Please restate the data word for word, in full.

Segment Start: INPUT DATA

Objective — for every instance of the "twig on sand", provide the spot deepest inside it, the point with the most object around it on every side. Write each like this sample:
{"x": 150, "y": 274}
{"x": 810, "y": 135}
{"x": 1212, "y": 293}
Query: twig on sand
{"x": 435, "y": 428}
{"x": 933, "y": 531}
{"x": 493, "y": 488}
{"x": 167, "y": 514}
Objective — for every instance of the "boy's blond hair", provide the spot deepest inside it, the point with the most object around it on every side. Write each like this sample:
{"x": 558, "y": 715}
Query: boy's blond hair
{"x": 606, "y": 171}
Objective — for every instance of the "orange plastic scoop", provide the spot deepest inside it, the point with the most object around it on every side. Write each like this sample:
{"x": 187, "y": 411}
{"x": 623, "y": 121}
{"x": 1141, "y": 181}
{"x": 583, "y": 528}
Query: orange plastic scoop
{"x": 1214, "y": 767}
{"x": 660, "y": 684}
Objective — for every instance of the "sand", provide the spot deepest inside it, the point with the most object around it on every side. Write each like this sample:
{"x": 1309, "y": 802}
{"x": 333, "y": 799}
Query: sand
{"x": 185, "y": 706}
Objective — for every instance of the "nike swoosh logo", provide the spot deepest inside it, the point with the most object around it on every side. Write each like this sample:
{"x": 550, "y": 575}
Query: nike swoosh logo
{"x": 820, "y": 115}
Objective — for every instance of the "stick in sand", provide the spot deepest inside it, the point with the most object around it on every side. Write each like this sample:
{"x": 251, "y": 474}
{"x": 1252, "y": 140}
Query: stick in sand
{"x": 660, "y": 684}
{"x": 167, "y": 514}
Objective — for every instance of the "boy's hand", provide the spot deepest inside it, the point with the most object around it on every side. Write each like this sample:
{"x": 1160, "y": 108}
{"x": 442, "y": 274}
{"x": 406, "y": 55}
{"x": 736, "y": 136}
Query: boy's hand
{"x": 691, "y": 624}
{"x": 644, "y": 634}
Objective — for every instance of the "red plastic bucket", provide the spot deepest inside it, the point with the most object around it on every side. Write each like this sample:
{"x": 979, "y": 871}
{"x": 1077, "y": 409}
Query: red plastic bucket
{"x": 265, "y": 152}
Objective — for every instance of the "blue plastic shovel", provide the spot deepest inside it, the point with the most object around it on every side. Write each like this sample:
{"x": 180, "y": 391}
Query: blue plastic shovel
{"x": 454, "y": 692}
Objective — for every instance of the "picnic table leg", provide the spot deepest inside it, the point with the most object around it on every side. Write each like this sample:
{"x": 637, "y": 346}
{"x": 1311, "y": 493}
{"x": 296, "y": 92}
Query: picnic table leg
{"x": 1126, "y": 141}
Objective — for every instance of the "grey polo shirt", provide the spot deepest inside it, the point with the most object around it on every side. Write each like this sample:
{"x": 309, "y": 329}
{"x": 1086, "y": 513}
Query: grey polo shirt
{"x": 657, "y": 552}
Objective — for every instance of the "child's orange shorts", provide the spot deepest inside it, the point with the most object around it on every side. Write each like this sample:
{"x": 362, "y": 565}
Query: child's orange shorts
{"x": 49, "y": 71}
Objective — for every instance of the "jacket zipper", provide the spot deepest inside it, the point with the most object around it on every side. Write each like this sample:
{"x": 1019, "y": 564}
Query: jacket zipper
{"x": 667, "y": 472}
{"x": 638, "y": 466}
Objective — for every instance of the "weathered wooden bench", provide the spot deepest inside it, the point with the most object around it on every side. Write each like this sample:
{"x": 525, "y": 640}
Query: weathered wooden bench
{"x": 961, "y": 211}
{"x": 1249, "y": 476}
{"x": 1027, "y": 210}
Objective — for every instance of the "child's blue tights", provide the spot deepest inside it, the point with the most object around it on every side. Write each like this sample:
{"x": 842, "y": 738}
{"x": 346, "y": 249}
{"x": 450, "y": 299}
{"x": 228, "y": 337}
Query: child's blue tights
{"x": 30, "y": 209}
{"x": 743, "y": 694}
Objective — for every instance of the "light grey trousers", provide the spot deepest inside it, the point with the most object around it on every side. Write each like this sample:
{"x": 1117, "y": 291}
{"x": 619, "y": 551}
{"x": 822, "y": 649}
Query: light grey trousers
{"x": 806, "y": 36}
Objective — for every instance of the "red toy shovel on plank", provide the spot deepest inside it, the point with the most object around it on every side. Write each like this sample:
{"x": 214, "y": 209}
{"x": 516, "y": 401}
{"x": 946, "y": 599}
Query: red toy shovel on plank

Segment End: INPUT DATA

- _ANSWER SECTION_:
Objective — for every instance of the "twig on sand", provide the spot deepest inside it, the point with the most object around it on every side. Write each like this sample:
{"x": 150, "y": 274}
{"x": 810, "y": 135}
{"x": 1212, "y": 293}
Query: twig on sand
{"x": 435, "y": 428}
{"x": 933, "y": 531}
{"x": 493, "y": 488}
{"x": 167, "y": 514}
Objective — for every instance of the "boy's blond hair", provide the spot deepest inside it, the point with the most object around it on every side. Write each like this sample:
{"x": 558, "y": 715}
Query: boy's blond hair
{"x": 606, "y": 171}
Objective — for every instance of the "orange plastic scoop", provide the spot deepest inside it, the point with the most object around it on every side. Write each like this sample:
{"x": 187, "y": 411}
{"x": 623, "y": 121}
{"x": 1141, "y": 181}
{"x": 583, "y": 528}
Query: orange plastic scoop
{"x": 1214, "y": 767}
{"x": 660, "y": 684}
Objective — for every instance of the "sand", provide the spot deepest inside it, the point with the most object around it on every side. Write each like this sample:
{"x": 1309, "y": 802}
{"x": 333, "y": 799}
Query: sand
{"x": 185, "y": 706}
Objective — for every instance of the "nike swoosh logo", provide the spot deepest inside it, the point with the most object around it on every side. Write each like this sample:
{"x": 550, "y": 575}
Query: nike swoosh logo
{"x": 820, "y": 115}
Objective — for every instance of the "stick in sand", provide the spot deepest inside it, the point with the most object around it on every side. Write each like this sample:
{"x": 251, "y": 474}
{"x": 1252, "y": 140}
Query: stick in sand
{"x": 660, "y": 684}
{"x": 167, "y": 514}
Objective — for every instance of the "boy's hand", provide the spot deepest inside it, the point with the most object around it on every side. Write each like this sample:
{"x": 1160, "y": 108}
{"x": 442, "y": 274}
{"x": 406, "y": 55}
{"x": 736, "y": 136}
Query: boy's hand
{"x": 691, "y": 624}
{"x": 644, "y": 634}
Objective — for every instance of the "red plastic bucket", provide the spot deepest inside it, the point with the most object around it on every side. Write each like this sample:
{"x": 979, "y": 871}
{"x": 1077, "y": 409}
Query: red plastic bucket
{"x": 265, "y": 152}
Objective — for every instance of the "blue plastic shovel", provide the spot deepest inside it, the point with the most object around it on every side. Write each like this sample:
{"x": 180, "y": 391}
Query: blue plastic shovel
{"x": 454, "y": 692}
Objective — for every instance of the "picnic table leg", provide the spot deepest inside it, the point with the most object around it on every side. Write each like this sample:
{"x": 637, "y": 346}
{"x": 1311, "y": 493}
{"x": 296, "y": 92}
Query: picnic table leg
{"x": 1126, "y": 141}
Objective — for every instance of the "grey polo shirt", provide the spot deepest inside it, the point with the most object around it on every side. Write each like this sample:
{"x": 309, "y": 329}
{"x": 1086, "y": 513}
Query: grey polo shirt
{"x": 657, "y": 552}
Objective — for every instance of the "child's orange shorts", provide the spot deepest inside it, the point with the most object around it on every side. Write each like this sample:
{"x": 362, "y": 565}
Query: child's orange shorts
{"x": 49, "y": 71}
Objective — for every instance of the "jacket zipper", provide the spot deepest inside it, the point with the most object around it on every side. Write each like this sample:
{"x": 1019, "y": 564}
Query: jacket zipper
{"x": 667, "y": 472}
{"x": 638, "y": 466}
Objective — for every instance of the "weathered wooden bench", provide the spot deepest inside it, the point with the most object around it on every side. Write each like this sample:
{"x": 525, "y": 640}
Query: weathered wooden bench
{"x": 961, "y": 211}
{"x": 1249, "y": 476}
{"x": 1027, "y": 210}
Objective — for every instance of the "child's blue tights", provide the spot deepest inside it, the point with the most object around it on every side. Write each like this sample:
{"x": 842, "y": 738}
{"x": 346, "y": 249}
{"x": 450, "y": 299}
{"x": 228, "y": 337}
Query: child's blue tights
{"x": 30, "y": 209}
{"x": 743, "y": 694}
Objective — for every instance of the "light grey trousers", provide the spot deepest inside it, the point with the most object around it on every side. Write each like this sample:
{"x": 1117, "y": 291}
{"x": 619, "y": 551}
{"x": 822, "y": 649}
Query: light grey trousers
{"x": 806, "y": 36}
Objective — for every instance of the "red toy shovel on plank", provide the spot deepest inside it, the point with the most object around it on every side. Write each like this sample:
{"x": 214, "y": 209}
{"x": 516, "y": 401}
{"x": 946, "y": 599}
Query: red toy shovel on plank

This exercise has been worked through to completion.